(Saved entries)
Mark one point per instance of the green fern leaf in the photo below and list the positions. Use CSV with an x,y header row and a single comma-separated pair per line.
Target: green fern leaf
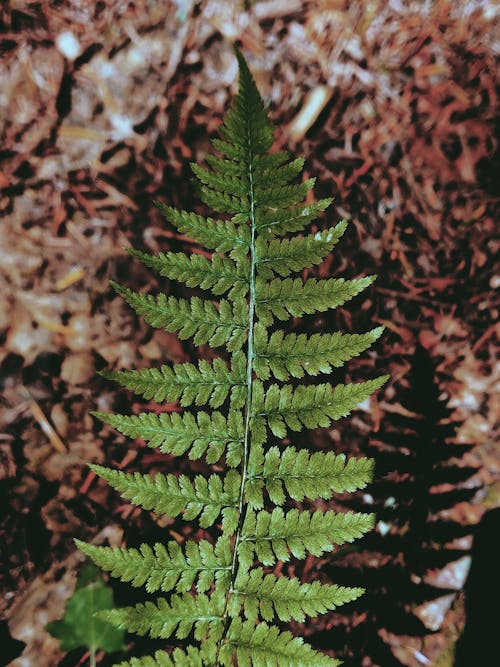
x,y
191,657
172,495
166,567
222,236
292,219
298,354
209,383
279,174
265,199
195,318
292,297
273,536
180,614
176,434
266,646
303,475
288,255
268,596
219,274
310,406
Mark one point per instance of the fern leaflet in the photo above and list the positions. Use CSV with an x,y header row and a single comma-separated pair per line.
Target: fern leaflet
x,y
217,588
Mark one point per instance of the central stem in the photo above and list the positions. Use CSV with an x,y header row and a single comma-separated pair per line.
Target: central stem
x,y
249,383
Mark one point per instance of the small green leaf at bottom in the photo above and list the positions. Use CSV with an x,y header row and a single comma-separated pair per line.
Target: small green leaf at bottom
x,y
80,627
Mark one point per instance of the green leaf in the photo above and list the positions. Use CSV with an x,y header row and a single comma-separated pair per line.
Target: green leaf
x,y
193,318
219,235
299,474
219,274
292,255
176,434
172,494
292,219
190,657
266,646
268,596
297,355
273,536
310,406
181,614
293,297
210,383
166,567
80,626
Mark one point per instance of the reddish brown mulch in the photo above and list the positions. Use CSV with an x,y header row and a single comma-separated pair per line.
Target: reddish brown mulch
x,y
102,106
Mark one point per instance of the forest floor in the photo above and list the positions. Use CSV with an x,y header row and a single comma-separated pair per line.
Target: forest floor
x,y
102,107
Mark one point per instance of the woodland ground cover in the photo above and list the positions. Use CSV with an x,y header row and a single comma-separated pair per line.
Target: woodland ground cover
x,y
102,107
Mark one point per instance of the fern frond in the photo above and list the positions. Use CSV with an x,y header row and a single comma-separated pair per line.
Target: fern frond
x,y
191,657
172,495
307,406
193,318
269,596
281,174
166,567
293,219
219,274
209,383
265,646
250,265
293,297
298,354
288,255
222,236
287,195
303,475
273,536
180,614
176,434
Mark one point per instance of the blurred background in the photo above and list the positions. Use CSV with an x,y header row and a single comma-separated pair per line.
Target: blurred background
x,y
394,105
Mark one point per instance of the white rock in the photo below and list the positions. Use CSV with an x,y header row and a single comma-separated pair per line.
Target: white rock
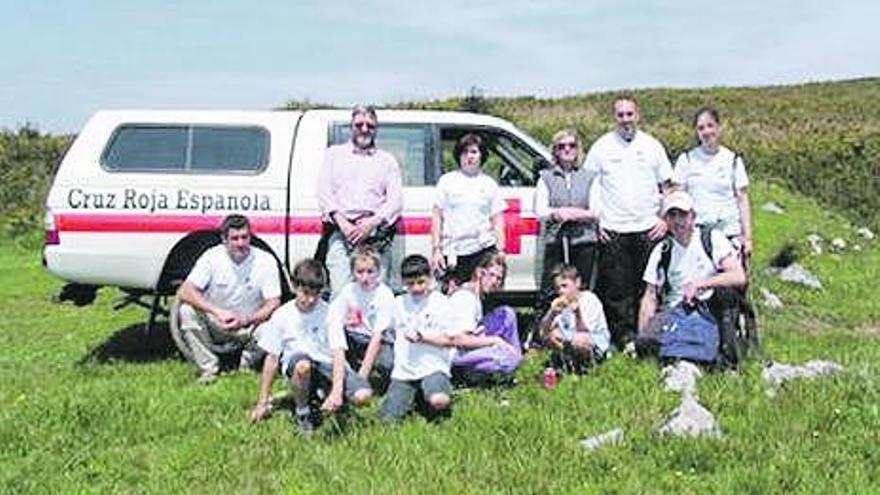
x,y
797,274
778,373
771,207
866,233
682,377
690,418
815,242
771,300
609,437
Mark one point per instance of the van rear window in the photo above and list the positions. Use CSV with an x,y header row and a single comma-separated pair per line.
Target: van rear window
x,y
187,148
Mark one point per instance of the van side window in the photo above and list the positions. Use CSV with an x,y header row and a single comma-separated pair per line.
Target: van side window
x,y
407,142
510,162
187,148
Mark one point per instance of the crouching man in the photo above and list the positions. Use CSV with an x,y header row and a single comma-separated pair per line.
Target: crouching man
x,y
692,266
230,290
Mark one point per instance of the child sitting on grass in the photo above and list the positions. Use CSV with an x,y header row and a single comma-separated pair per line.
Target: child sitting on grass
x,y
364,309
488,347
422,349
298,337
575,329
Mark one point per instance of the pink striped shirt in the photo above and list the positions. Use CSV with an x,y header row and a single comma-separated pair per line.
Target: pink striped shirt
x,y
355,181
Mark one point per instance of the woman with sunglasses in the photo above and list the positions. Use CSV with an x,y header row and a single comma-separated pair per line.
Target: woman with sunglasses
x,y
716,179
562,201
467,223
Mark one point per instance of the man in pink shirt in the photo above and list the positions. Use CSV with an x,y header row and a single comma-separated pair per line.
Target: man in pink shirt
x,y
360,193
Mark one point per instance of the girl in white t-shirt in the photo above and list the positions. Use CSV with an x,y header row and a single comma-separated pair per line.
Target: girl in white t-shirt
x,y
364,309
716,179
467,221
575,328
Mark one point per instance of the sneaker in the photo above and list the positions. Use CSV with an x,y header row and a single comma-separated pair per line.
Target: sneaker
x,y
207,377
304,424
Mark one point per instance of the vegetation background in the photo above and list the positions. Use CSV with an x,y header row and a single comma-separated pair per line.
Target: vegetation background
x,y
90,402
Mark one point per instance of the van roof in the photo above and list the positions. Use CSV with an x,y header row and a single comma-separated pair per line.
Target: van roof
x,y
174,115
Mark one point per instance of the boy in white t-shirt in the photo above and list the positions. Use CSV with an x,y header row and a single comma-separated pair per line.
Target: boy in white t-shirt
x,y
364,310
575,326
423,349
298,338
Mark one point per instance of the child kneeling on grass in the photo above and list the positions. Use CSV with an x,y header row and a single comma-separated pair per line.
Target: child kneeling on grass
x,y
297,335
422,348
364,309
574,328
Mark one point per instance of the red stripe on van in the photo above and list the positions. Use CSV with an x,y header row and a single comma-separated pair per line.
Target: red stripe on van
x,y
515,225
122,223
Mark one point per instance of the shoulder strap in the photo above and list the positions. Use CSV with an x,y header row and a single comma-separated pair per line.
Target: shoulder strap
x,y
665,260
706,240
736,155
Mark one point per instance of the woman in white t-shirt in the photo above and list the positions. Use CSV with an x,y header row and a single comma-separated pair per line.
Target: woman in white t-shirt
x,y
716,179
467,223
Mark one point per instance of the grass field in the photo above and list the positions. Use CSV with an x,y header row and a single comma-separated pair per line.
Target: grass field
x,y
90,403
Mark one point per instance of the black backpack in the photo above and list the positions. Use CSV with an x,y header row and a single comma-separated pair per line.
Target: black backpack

● ACTION ITEM
Among the lines above, which hold the word "backpack"? Report each one.

● RESPONSE
Mark one point per instance of the black backpack in the photo above and list the positions. Use CSV with an x,y header row and a single comma-separated pair per line.
Target: black backpack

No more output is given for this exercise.